[Location annotation dataset excerpts]
* * * *

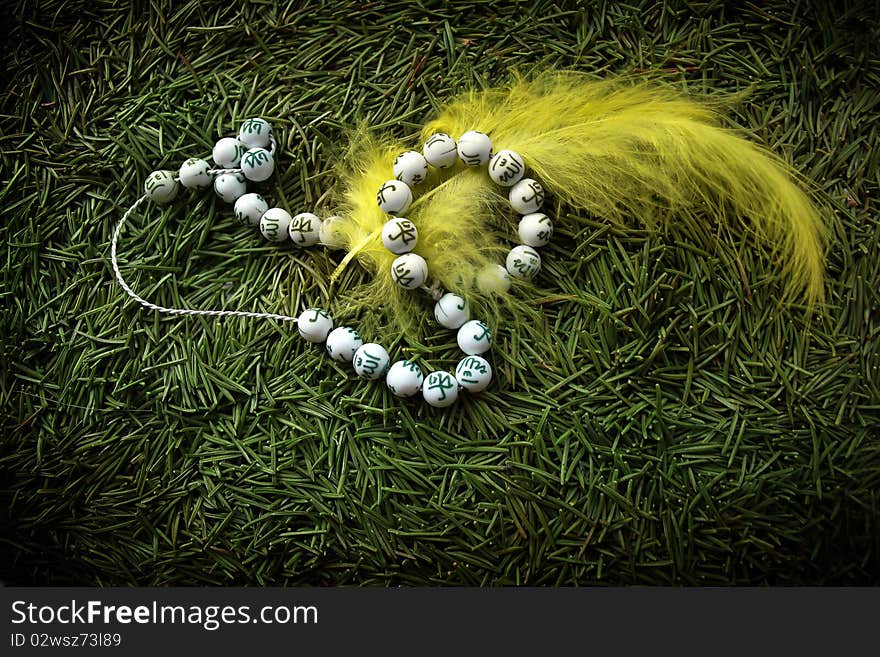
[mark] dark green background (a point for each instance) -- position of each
(685, 429)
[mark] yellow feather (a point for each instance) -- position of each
(622, 150)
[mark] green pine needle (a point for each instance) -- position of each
(681, 429)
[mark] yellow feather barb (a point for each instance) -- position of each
(619, 149)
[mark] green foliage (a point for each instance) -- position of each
(683, 427)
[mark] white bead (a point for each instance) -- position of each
(330, 235)
(254, 133)
(474, 148)
(194, 173)
(506, 168)
(249, 208)
(230, 186)
(400, 235)
(404, 379)
(410, 167)
(440, 389)
(227, 152)
(451, 311)
(474, 338)
(371, 361)
(526, 196)
(161, 187)
(342, 343)
(493, 278)
(257, 164)
(440, 150)
(394, 197)
(523, 262)
(305, 229)
(409, 271)
(473, 373)
(535, 229)
(314, 324)
(274, 223)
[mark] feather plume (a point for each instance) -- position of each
(622, 150)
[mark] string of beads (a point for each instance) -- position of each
(250, 157)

* * * *

- **Stated problem**: Rewrite the material above, swapping "white bead" for "pale bead" and leaving everything else unchanged. Omit the pictures from your answer.

- **Expected output**:
[mark] dark green background (a point for each instance) -- position of each
(685, 429)
[mark] yellow feather (a point for each instance) -- position of each
(622, 150)
[mark] green pine needle (a point for each instance) -- position of each
(681, 429)
[mark] yellow feather barb (a point for each instance) -- position of each
(619, 149)
[mark] green foliage (a point for each instance) -- position of each
(683, 427)
[mark] pale bead (a point for each instance) -- position of each
(330, 235)
(254, 133)
(474, 148)
(194, 173)
(506, 168)
(249, 208)
(230, 186)
(400, 235)
(404, 379)
(410, 167)
(440, 389)
(227, 152)
(451, 311)
(474, 338)
(371, 361)
(526, 196)
(161, 187)
(342, 343)
(493, 278)
(257, 164)
(440, 150)
(394, 197)
(523, 262)
(305, 229)
(409, 271)
(473, 373)
(535, 229)
(314, 324)
(274, 223)
[mark] feather plume (a point for each instance) -- position of each
(622, 150)
[mark] string of beads (a point for each instance) -- position of each
(250, 157)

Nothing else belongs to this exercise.